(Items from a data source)
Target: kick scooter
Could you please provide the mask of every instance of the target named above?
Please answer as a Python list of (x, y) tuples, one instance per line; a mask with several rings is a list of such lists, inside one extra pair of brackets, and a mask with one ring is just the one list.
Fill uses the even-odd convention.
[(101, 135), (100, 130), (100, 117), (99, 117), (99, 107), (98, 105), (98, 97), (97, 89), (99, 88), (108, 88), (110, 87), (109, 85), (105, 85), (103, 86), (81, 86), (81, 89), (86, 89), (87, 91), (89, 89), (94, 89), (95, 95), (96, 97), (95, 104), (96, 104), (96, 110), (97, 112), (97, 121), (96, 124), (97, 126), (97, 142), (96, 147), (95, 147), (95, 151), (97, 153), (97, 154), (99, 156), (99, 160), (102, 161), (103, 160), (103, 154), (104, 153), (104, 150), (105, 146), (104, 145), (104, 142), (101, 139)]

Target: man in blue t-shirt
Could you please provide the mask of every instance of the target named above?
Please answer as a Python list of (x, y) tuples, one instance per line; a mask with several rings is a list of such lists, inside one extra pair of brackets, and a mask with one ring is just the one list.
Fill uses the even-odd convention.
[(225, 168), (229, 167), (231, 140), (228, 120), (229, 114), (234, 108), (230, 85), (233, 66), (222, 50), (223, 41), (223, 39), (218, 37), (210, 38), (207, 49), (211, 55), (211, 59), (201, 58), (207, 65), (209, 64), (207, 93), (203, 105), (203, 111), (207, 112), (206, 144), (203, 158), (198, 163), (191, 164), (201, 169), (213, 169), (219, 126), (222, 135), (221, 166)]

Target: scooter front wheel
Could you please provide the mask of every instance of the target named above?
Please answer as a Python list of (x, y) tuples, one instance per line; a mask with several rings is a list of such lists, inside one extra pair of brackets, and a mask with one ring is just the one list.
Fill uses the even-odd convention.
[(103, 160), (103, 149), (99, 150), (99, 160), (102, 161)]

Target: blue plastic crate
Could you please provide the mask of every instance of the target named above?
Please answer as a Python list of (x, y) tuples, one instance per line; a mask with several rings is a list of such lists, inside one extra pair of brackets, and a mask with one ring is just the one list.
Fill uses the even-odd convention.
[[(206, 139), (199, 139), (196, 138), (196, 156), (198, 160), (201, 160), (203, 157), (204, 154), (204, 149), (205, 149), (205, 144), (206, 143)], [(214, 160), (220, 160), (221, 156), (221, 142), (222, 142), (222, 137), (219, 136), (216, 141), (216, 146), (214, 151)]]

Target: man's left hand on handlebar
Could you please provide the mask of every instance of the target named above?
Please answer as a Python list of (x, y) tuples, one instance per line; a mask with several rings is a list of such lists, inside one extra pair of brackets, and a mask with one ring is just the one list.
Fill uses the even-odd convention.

■ Problem
Reproduce the stretch of the records from the line containing "Target: blue plastic crate" through the end of the records, keeping every line unchanged.

■ Right answer
Target: blue plastic crate
Could you please provide the mask of every instance of the target named above?
Please answer as a Python list of (x, y) tuples, one instance per line; a mask with several rings is a list of such lists, inside one extra pair of brackets, and a mask with one ring is just the one list.
Fill uses the even-odd convention.
[[(206, 139), (199, 139), (196, 138), (196, 156), (198, 160), (201, 160), (203, 157), (204, 154), (204, 149), (205, 149), (205, 144), (206, 143)], [(214, 160), (220, 160), (221, 156), (221, 142), (222, 142), (222, 137), (219, 136), (216, 141), (216, 146), (214, 151)]]

Target: man's left hand on handlebar
Could you please provide the mask of every instance of the target named above?
Please answer as a Python list of (x, y) tuples, one instance per line; a mask with several rings is a list of such lists, inside one extra pair of brackets, and a mask with one ring is just the one list.
Fill uses the even-odd convention.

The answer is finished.